§ **Required work**
Only the lines that include "stone" should be copied from the data below.

§ **Data for processing**
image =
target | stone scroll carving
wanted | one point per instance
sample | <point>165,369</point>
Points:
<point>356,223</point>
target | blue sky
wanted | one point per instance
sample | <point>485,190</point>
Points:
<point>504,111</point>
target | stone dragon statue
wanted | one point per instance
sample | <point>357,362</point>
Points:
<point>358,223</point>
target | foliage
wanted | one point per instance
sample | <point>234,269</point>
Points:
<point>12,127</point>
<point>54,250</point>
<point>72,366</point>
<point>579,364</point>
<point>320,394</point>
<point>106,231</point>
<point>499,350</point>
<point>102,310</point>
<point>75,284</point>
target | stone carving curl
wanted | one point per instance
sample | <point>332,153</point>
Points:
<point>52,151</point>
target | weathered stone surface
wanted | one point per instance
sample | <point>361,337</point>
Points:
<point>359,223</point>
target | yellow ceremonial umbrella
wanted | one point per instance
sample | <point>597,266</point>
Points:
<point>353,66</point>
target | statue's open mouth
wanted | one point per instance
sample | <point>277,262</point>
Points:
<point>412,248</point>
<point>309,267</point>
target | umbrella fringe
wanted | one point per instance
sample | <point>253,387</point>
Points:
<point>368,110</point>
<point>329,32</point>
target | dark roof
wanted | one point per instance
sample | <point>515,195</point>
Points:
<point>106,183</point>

§ **Answer to this task**
target | stone scroll carving
target | stone dragon statue
target | stone carving curl
target | weathered stone surface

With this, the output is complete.